Exercise description: Could you revise the material so that "natural-language query" reads "text prompt", leaving everything else unchanged and the pictures out of your answer?

[START OF Input records]

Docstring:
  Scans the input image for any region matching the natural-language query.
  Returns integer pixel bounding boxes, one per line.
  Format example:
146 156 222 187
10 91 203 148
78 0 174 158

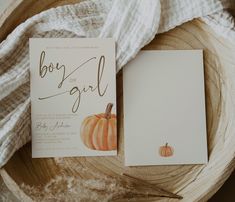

[END OF Input records]

Finished task:
Docstring:
  Scans the input image for any region matching the text prompt.
  Returns integer pixel bounding boxes, one per line.
  Format example:
146 156 222 187
10 91 203 148
78 0 174 158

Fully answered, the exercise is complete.